-- Exercise --
The word "green" marks the lines to report; pull each of them from the listing.

━━━ Records for processing

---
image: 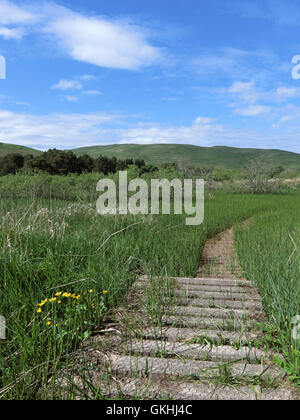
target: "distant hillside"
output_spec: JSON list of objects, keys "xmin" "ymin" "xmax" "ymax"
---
[
  {"xmin": 1, "ymin": 142, "xmax": 300, "ymax": 170},
  {"xmin": 72, "ymin": 144, "xmax": 300, "ymax": 170},
  {"xmin": 0, "ymin": 142, "xmax": 42, "ymax": 157}
]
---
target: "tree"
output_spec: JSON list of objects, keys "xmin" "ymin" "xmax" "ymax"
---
[
  {"xmin": 24, "ymin": 155, "xmax": 52, "ymax": 173},
  {"xmin": 242, "ymin": 159, "xmax": 277, "ymax": 194},
  {"xmin": 77, "ymin": 154, "xmax": 94, "ymax": 173},
  {"xmin": 43, "ymin": 149, "xmax": 79, "ymax": 175},
  {"xmin": 0, "ymin": 153, "xmax": 24, "ymax": 175},
  {"xmin": 93, "ymin": 155, "xmax": 117, "ymax": 175}
]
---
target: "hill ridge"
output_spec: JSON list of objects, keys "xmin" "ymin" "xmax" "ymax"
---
[{"xmin": 1, "ymin": 142, "xmax": 300, "ymax": 170}]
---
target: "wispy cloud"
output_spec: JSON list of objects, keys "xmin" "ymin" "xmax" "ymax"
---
[
  {"xmin": 82, "ymin": 90, "xmax": 102, "ymax": 96},
  {"xmin": 51, "ymin": 76, "xmax": 102, "ymax": 101},
  {"xmin": 0, "ymin": 26, "xmax": 24, "ymax": 39},
  {"xmin": 190, "ymin": 47, "xmax": 289, "ymax": 85},
  {"xmin": 223, "ymin": 79, "xmax": 300, "ymax": 119},
  {"xmin": 60, "ymin": 95, "xmax": 79, "ymax": 103},
  {"xmin": 52, "ymin": 79, "xmax": 83, "ymax": 91},
  {"xmin": 191, "ymin": 48, "xmax": 269, "ymax": 80},
  {"xmin": 1, "ymin": 110, "xmax": 300, "ymax": 153},
  {"xmin": 0, "ymin": 1, "xmax": 164, "ymax": 70},
  {"xmin": 79, "ymin": 74, "xmax": 98, "ymax": 81},
  {"xmin": 235, "ymin": 105, "xmax": 271, "ymax": 117},
  {"xmin": 0, "ymin": 0, "xmax": 37, "ymax": 25},
  {"xmin": 225, "ymin": 0, "xmax": 300, "ymax": 26},
  {"xmin": 0, "ymin": 109, "xmax": 117, "ymax": 149}
]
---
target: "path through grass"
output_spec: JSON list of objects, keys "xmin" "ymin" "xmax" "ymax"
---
[{"xmin": 1, "ymin": 190, "xmax": 299, "ymax": 398}]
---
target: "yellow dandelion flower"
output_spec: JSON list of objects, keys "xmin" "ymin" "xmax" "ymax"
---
[
  {"xmin": 37, "ymin": 299, "xmax": 47, "ymax": 307},
  {"xmin": 49, "ymin": 297, "xmax": 57, "ymax": 303},
  {"xmin": 55, "ymin": 292, "xmax": 62, "ymax": 297},
  {"xmin": 37, "ymin": 308, "xmax": 42, "ymax": 313},
  {"xmin": 46, "ymin": 321, "xmax": 51, "ymax": 326},
  {"xmin": 88, "ymin": 289, "xmax": 94, "ymax": 294},
  {"xmin": 76, "ymin": 295, "xmax": 80, "ymax": 300},
  {"xmin": 103, "ymin": 290, "xmax": 108, "ymax": 294},
  {"xmin": 58, "ymin": 300, "xmax": 62, "ymax": 304}
]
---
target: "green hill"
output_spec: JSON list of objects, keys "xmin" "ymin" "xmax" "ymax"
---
[
  {"xmin": 72, "ymin": 144, "xmax": 300, "ymax": 170},
  {"xmin": 1, "ymin": 142, "xmax": 300, "ymax": 170},
  {"xmin": 0, "ymin": 142, "xmax": 42, "ymax": 157}
]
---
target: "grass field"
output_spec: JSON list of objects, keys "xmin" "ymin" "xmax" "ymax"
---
[
  {"xmin": 0, "ymin": 173, "xmax": 299, "ymax": 398},
  {"xmin": 235, "ymin": 205, "xmax": 300, "ymax": 384}
]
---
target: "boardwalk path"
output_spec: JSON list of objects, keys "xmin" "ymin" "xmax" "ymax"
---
[{"xmin": 55, "ymin": 227, "xmax": 298, "ymax": 400}]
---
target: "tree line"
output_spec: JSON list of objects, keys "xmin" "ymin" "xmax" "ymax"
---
[{"xmin": 0, "ymin": 149, "xmax": 158, "ymax": 176}]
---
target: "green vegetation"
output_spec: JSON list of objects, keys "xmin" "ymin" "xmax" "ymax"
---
[
  {"xmin": 0, "ymin": 142, "xmax": 42, "ymax": 158},
  {"xmin": 1, "ymin": 142, "xmax": 300, "ymax": 172},
  {"xmin": 0, "ymin": 166, "xmax": 299, "ymax": 398},
  {"xmin": 72, "ymin": 144, "xmax": 300, "ymax": 171},
  {"xmin": 235, "ymin": 205, "xmax": 300, "ymax": 385},
  {"xmin": 0, "ymin": 148, "xmax": 152, "ymax": 176},
  {"xmin": 1, "ymin": 170, "xmax": 296, "ymax": 399}
]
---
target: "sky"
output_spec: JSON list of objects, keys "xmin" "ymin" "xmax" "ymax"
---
[{"xmin": 0, "ymin": 0, "xmax": 300, "ymax": 152}]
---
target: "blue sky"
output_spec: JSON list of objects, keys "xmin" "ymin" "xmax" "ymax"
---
[{"xmin": 0, "ymin": 0, "xmax": 300, "ymax": 152}]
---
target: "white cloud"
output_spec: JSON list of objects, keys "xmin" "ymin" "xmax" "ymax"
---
[
  {"xmin": 275, "ymin": 87, "xmax": 300, "ymax": 100},
  {"xmin": 52, "ymin": 76, "xmax": 102, "ymax": 99},
  {"xmin": 45, "ymin": 12, "xmax": 163, "ymax": 70},
  {"xmin": 0, "ymin": 26, "xmax": 24, "ymax": 39},
  {"xmin": 225, "ymin": 80, "xmax": 300, "ymax": 119},
  {"xmin": 0, "ymin": 1, "xmax": 164, "ymax": 70},
  {"xmin": 52, "ymin": 77, "xmax": 103, "ymax": 99},
  {"xmin": 235, "ymin": 105, "xmax": 271, "ymax": 117},
  {"xmin": 0, "ymin": 110, "xmax": 300, "ymax": 152},
  {"xmin": 1, "ymin": 108, "xmax": 300, "ymax": 153},
  {"xmin": 190, "ymin": 48, "xmax": 278, "ymax": 82},
  {"xmin": 228, "ymin": 81, "xmax": 254, "ymax": 93},
  {"xmin": 194, "ymin": 116, "xmax": 214, "ymax": 125},
  {"xmin": 60, "ymin": 95, "xmax": 79, "ymax": 103},
  {"xmin": 79, "ymin": 74, "xmax": 98, "ymax": 81},
  {"xmin": 279, "ymin": 115, "xmax": 294, "ymax": 123},
  {"xmin": 52, "ymin": 79, "xmax": 83, "ymax": 91},
  {"xmin": 0, "ymin": 0, "xmax": 37, "ymax": 25},
  {"xmin": 227, "ymin": 80, "xmax": 259, "ymax": 104},
  {"xmin": 82, "ymin": 90, "xmax": 102, "ymax": 96},
  {"xmin": 0, "ymin": 109, "xmax": 116, "ymax": 148}
]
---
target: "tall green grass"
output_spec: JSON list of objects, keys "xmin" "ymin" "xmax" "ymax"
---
[
  {"xmin": 0, "ymin": 177, "xmax": 299, "ymax": 398},
  {"xmin": 235, "ymin": 200, "xmax": 300, "ymax": 385}
]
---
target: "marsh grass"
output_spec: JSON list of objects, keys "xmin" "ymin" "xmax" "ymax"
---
[
  {"xmin": 235, "ymin": 206, "xmax": 300, "ymax": 385},
  {"xmin": 1, "ymin": 177, "xmax": 299, "ymax": 398}
]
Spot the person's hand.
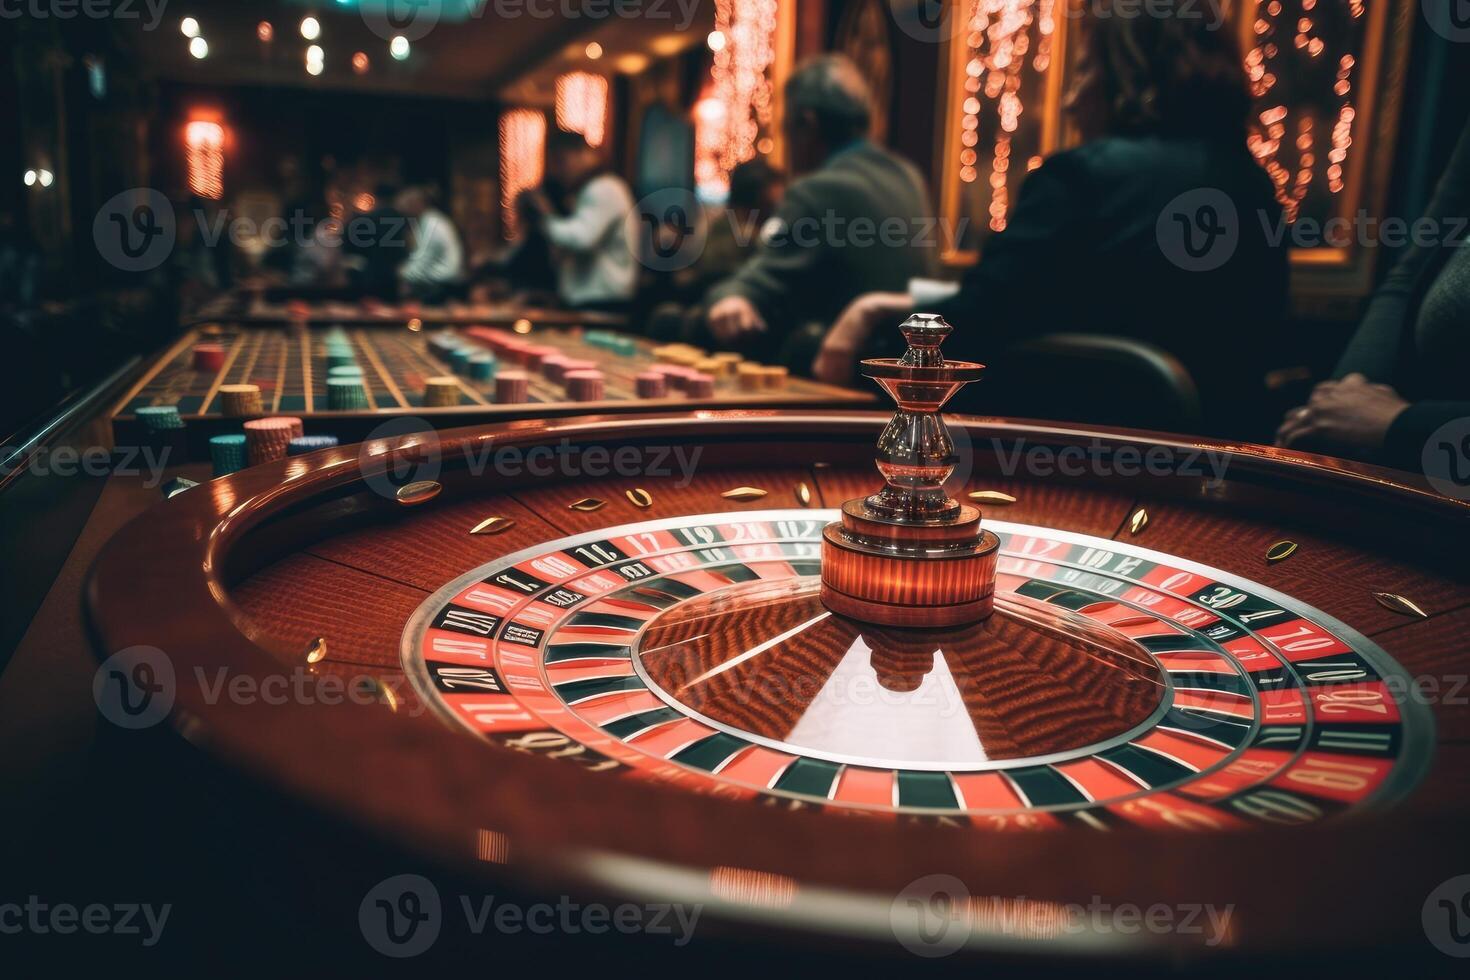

━━━━━━

-- Output for this task --
target: "green hill"
target: "green vegetation"
target: "tall green grass"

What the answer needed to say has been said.